Exercise requirements
Continue the piece on Washington's state budget shortfall during the recession from the point where it stops.

Extracted text
□ □ □
The key question confronting state policymakers next year (and, if the Governor’s budget transformation project is moderately successful, the voting public this November) is this: how will we keep the public structures that underpin our communities and our economy – like public education, transportation, higher education, health care, and public safety – intact during the recession and on into the recovery?
Washington’s economy has shrunk dramatically as a result of the recession – and so has state tax revenue. Sales tax receipts have fallen sharply because people have slowed or stopped purchasing many goods, and property values have dropped as a result of the real estate bubble implosion, driving down property tax receipts. All told the damage has (so far) cost $12 billion over the 2009-11 biennium.
So far, state leaders have patched together a mix of budget cuts (37%), federal recovery funds (31%), transfers and other changes (24%), and revenue increases (8%) that have not only helped to balance the 2009-2011 state budget, but also forestalled an additional $2.4 billion shortfall through FY 2013.
However, as Columbian editor John Laird recently wrote, the steps taken so far are mostly one-time or temporary fixes, not a solution for long-term stability:
- Most of the new tax increases will expire in 2013. Of course, critics scoff at that promise, but wise voters will keep the pressure on during legislative elections this year and in 2012.
- More than one-third of the revenue enhancements “will not increase taxpayer liability compared to previous years.” These include tougher auditing and compliance efforts, technical clarifications and other wonkish tweaks.
□ □ □
Dataset extract
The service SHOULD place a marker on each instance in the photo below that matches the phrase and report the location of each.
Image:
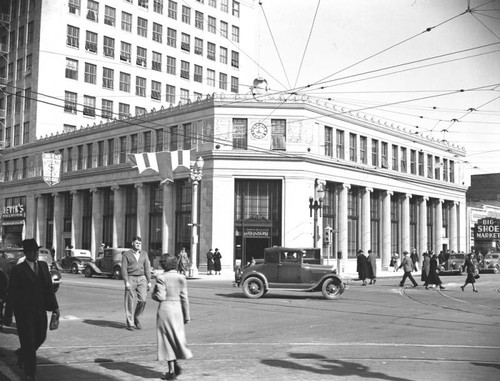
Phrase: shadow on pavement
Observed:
(130, 368)
(330, 367)
(105, 323)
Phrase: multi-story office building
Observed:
(381, 187)
(64, 64)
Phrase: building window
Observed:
(235, 85)
(198, 73)
(142, 27)
(125, 52)
(109, 16)
(107, 109)
(109, 47)
(157, 32)
(71, 69)
(353, 147)
(70, 102)
(90, 73)
(211, 77)
(340, 144)
(222, 81)
(240, 137)
(92, 10)
(171, 37)
(123, 110)
(125, 82)
(141, 59)
(108, 78)
(91, 42)
(211, 51)
(375, 152)
(185, 69)
(170, 94)
(156, 90)
(198, 20)
(185, 42)
(73, 36)
(88, 105)
(126, 22)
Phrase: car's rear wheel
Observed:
(74, 268)
(88, 272)
(331, 288)
(253, 288)
(117, 272)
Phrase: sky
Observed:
(432, 66)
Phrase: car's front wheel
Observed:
(253, 288)
(331, 288)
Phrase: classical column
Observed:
(453, 227)
(40, 219)
(118, 217)
(405, 223)
(438, 226)
(342, 224)
(422, 225)
(96, 225)
(57, 231)
(386, 229)
(76, 219)
(366, 220)
(167, 219)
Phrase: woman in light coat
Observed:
(173, 313)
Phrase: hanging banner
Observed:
(51, 168)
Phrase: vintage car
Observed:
(108, 262)
(74, 260)
(491, 262)
(289, 269)
(454, 264)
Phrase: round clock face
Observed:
(259, 130)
□ □ □
Output for this task
There’s a limit to what baling wire and duct tape can fix. Even taking this year’s legislative actions into account, state revenue is forecast to be as much as $3 billion less than needed for the 2011-13 budget. And much of the federal stimulus funding, which has been critical to supporting Washington’s economy through the worst of the recession so far, is set to expire soon. With elections looming this fall, political maneuvering has put federal support to states for unemployment insurance and Medicaid at risk.
One approach is to make our existing taxes more stable and equitable. Last year, we noted that $2.2 billion in revenue could be recouped just by closing special tax loopholes and exemptions. In other words, simply by ensuring all taxpayers were on a level playing field (instead of giving special exemptions to a privileged and politically-connected few) we can ensure public structures have a stable source of funding that grows at the same rate as our economy over the long run.
Another approach is exemplified in Initiative 1098, which would re-balance our tax structure by eliminating business taxes for 80% of Washington’s businesses (and reduce taxes for another 12%); cutting the state portion of the property tax by 20% for residential and commercial property alike; and taxing income over $200,000/single-filer or $400,000/joint filer. The net income (just over $1 billion/year) would be invested in public education and health care.